All of the data must be printed exactly; please include every line.
━━━━
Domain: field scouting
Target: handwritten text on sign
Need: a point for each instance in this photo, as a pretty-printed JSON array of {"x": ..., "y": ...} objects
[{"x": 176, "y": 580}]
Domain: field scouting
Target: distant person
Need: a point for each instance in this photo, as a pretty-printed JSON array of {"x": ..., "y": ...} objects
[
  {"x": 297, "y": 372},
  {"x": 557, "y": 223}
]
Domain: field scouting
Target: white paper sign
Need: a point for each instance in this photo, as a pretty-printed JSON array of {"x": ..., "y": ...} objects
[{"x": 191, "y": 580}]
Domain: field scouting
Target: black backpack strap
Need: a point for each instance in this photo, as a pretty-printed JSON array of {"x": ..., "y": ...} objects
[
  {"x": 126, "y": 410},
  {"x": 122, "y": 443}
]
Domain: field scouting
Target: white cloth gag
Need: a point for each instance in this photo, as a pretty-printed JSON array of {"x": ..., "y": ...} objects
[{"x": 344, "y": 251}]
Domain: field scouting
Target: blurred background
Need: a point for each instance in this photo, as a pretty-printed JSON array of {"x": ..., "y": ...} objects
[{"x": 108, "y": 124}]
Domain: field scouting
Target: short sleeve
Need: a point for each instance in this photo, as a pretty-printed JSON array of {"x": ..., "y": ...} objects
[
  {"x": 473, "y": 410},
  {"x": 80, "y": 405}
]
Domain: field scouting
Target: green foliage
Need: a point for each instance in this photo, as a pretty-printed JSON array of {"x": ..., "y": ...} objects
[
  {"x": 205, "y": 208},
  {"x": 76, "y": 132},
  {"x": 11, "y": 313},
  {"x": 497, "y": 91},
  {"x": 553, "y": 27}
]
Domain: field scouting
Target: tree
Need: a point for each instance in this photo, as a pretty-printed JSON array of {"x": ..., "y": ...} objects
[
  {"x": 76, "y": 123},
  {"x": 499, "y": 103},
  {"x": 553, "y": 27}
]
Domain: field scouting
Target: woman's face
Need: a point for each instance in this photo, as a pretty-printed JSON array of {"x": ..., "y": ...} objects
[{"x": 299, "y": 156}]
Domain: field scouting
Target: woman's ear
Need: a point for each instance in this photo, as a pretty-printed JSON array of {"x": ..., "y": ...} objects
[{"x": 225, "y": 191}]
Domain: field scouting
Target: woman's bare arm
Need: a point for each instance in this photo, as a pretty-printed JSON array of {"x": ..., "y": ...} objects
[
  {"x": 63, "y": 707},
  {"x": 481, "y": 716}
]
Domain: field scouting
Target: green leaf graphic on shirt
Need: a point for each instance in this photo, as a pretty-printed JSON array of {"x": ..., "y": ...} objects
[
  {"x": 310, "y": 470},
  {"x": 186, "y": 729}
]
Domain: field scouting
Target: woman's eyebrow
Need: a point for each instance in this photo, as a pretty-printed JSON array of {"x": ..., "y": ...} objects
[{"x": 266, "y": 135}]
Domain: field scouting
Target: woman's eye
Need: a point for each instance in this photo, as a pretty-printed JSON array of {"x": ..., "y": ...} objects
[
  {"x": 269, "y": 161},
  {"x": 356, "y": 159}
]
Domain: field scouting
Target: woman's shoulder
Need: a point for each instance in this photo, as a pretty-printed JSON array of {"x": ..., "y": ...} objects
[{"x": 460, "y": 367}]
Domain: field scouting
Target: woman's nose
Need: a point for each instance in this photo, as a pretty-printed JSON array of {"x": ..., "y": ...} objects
━━━━
● **RESPONSE TO THE TASK**
Domain: field scouting
Target: handwritten text on sign
Need: a point for each instance in this photo, as a pretty-printed JSON array of {"x": ..., "y": ...} objects
[{"x": 176, "y": 580}]
Domain: field scouting
Target: distant person
Need: a point for each instance in this photo, as a pretty-printed JSON array of {"x": ..., "y": ...} objects
[
  {"x": 297, "y": 372},
  {"x": 557, "y": 223}
]
Domain: field scouting
Target: white paper sign
Need: a point for each instance in this photo, as a pretty-printed JSON array of {"x": ..., "y": ...} objects
[{"x": 191, "y": 580}]
Domain: field scouting
Target: black backpack strap
Need: a point for each instance in this photo, as a pretty-printed JSON array of {"x": ..., "y": ...} objects
[
  {"x": 126, "y": 410},
  {"x": 122, "y": 443}
]
Domain: field scouting
Target: white cloth gag
Need: a point for each instance in this photo, as a pretty-printed JSON array of {"x": ..., "y": ...} objects
[{"x": 344, "y": 251}]
Domain: field scouting
Target: blurred background
Need: a point for each instance in this photo, as a pretty-printed JSON array of {"x": ..., "y": ...} objects
[{"x": 108, "y": 124}]
Domain: field scouting
Target: short sleeve
Need: a point for each instance in this photo, as a pretty-printed JSON array of {"x": ..., "y": ...} objects
[
  {"x": 473, "y": 410},
  {"x": 80, "y": 405}
]
Domain: field scouting
Target: green foliage
Need: a point for each instance in this photo, as a pretty-printed JSON array of {"x": ..., "y": ...} objects
[
  {"x": 205, "y": 208},
  {"x": 76, "y": 132},
  {"x": 11, "y": 313},
  {"x": 497, "y": 91},
  {"x": 553, "y": 27}
]
Domain: field scouting
Target: tree
Need: a point for each instance in this photo, as a pretty-printed JSON array of {"x": ..., "y": ...} objects
[
  {"x": 76, "y": 123},
  {"x": 499, "y": 103},
  {"x": 553, "y": 27}
]
Domain: field scouting
Target: woman's face
Need: a point for each instance in this photo, as a pretty-printed JSON array of {"x": ..., "y": ...} objects
[{"x": 299, "y": 156}]
Domain: field scouting
Target: woman's ear
Need: a point for each instance in this photo, as a pretty-printed JSON array of {"x": ..., "y": ...} objects
[{"x": 225, "y": 191}]
Domain: field scouting
Target: woman's bare arm
Need: a point for each instance in this photo, as a pretty-printed JSON array of {"x": ..., "y": ...} objects
[
  {"x": 63, "y": 707},
  {"x": 481, "y": 716}
]
Domain: field scouting
Target: green leaf graphic on shirt
Need: a point for each instance in this photo, as a pretty-printed JSON array of {"x": ..., "y": ...} objects
[
  {"x": 310, "y": 470},
  {"x": 186, "y": 729}
]
Domain: field scouting
Target: woman's eyebrow
Need: a point for each instance in this photo, as a pretty-printed JSON array of {"x": ..., "y": ...} objects
[{"x": 266, "y": 135}]
Domain: field scouting
Target: woman's eye
Need: a point for each instance in this photo, as a pretty-printed JSON array of {"x": ..., "y": ...} objects
[
  {"x": 269, "y": 161},
  {"x": 356, "y": 159}
]
Domain: field scouting
Target: woman's shoulder
Need: a point for each instance in this photo, as a pretty-printed JSON array of {"x": ..., "y": ...} objects
[{"x": 460, "y": 367}]
Domain: field scouting
Target: woman's nose
Need: a point for each instance in this photo, as a pretty-printed JSON array of {"x": ..., "y": ...} objects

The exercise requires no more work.